_Extract:_
Open MPI logo

Open MPI Development Mailing List Archives

  |   Home   |   Support   |   FAQ   |   all Development mailing list

Subject: Re: [OMPI devel] matching code rewrite in OB1
From: Jeff Squyres (jsquyres_at_[hidden])
Date: 2007-12-12 11:57:11


Gleb --

How about making a tarball with this patch in it that can be thrown at
everyone's MTT? (we can put the tarball on www.open-mpi.org somewhere)

On Dec 11, 2007, at 4:14 PM, Richard Graham wrote:

> I will re-iterate my concern. The code that is there now is mostly
> nine
> years old (with some mods made when it was brought over to Open
> MPI). It
> took about 2 months of testing on systems with 5-13 way network
> parallelism
> to track down all KNOWN race conditions. This code is at the center
> of MPI
> correctness, so I am VERY concerned about changing it w/o some very
> strong
> reasons. Not apposed, just very cautious.
>
> Rich
>
>
> On 12/11/07 11:47 AM, "Gleb Natapov" <glebn_at_[hidden]> wrote:
>
>> On Tue, Dec 11, 2007 at 08:36:42AM -0800, Andrew Friedley wrote:
>>> Possibly, though I have results from a benchmark I've written
>>> indicating
>>> the reordering happens at the sender. I believe I found it was
>>> due to
>>> the QP striping trick I use to get more bandwidth -- if you back
>>> down to
>>> one QP (there's a define in the code you can change), the reordering
>>> rate drops.
>> Ah, OK. My assumption was just from looking into code, so I may be
>> wrong.
>>
>>>
>>> Also I do not make any recursive calls to progress -- at least not
>>> directly in the BTL; I can't speak for the upper layers. The
>>> reason I
>>> do many completions at once is that it is a big help in turning
>>> around
>>> receive buffers, making it harder to run out of buffers and drop
>>> frags.
>>> I want to say there was some performance benefit as well but I
>>> can't
>>> say for sure.
>> Currently upper layers of Open MPI may call BTL progress function
>> recursively. I hope this will change some day.

_Extracted records:_
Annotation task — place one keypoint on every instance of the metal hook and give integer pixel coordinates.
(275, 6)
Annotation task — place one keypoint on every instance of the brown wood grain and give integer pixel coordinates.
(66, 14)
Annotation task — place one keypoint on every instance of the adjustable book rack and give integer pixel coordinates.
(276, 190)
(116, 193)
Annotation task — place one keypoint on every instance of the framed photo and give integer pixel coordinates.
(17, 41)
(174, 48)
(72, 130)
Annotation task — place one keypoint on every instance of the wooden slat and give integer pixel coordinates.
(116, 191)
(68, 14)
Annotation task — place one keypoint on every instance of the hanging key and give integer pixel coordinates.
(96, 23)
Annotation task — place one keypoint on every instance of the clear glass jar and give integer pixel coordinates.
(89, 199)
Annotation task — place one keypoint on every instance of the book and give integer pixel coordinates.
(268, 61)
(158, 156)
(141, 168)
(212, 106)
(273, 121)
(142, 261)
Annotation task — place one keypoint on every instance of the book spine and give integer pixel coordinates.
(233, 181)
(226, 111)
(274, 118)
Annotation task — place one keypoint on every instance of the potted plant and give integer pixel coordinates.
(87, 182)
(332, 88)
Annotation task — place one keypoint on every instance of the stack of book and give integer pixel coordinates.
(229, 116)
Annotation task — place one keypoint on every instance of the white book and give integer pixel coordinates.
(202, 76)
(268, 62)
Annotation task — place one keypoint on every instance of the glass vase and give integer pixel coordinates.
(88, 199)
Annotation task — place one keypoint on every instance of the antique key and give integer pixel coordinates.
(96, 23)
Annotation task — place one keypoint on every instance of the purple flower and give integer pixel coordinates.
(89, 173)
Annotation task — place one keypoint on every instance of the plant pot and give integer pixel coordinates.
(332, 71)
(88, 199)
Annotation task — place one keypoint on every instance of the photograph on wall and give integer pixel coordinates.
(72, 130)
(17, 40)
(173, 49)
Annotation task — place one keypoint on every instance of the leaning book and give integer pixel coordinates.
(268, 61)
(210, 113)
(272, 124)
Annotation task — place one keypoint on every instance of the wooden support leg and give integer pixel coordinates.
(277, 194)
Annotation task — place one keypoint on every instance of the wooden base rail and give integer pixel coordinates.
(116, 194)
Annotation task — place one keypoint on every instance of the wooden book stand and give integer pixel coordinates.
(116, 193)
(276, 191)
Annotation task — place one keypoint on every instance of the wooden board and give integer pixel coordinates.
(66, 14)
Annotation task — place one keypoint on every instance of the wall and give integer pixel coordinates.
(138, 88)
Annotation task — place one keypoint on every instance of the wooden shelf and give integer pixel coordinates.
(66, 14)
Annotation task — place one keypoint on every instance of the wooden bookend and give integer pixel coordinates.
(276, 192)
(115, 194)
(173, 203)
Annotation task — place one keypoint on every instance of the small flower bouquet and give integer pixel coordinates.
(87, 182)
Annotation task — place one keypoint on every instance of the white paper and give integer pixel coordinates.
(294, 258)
...
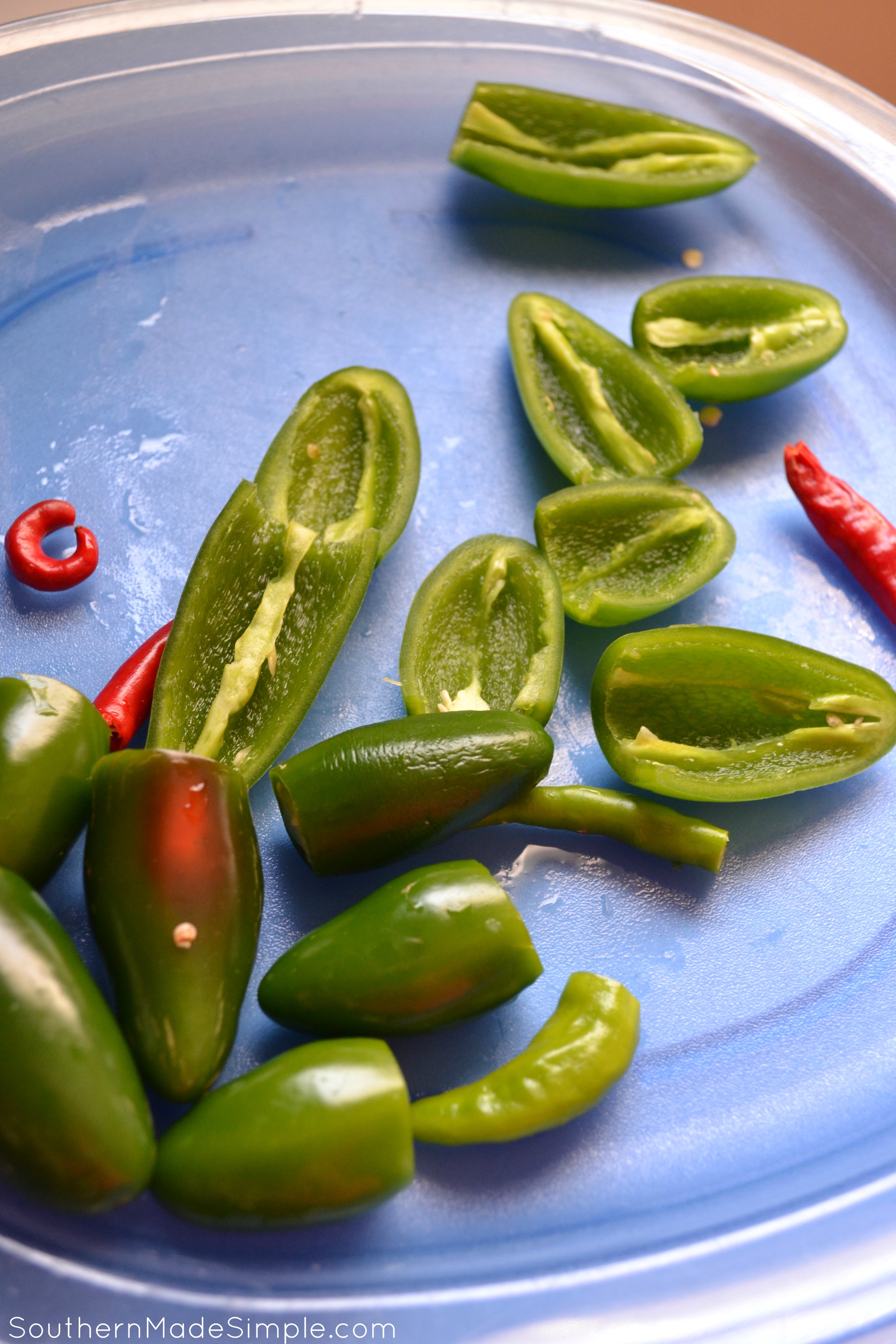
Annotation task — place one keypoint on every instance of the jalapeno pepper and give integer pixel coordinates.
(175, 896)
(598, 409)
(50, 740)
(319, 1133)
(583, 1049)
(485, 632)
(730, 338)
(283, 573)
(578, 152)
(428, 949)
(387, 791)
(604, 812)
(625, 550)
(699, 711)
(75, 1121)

_Given task A:_
Answer these questions about the mailing list thread:
(i) How long did testing take to track down all known race conditions?
(ii) What happens to the reordering rate when the code is backed down to one QP?
(iii) Where does the first message suggest putting the tarball?
_Given task B:_ Return each line of the rows that contains the word "plant".
The two blocks of rows come from different sources.

_Right answer A:_
(i) About 2 months.
(ii) It drops.
(iii) On www.open-mpi.org somewhere.

_Right answer B:_
Annotation task — place one keypoint on every instance of the potted plant and give integer pixel coordinates.
Annotation task — place one keypoint on every instance of the plant pot and give integer pixel coordinates.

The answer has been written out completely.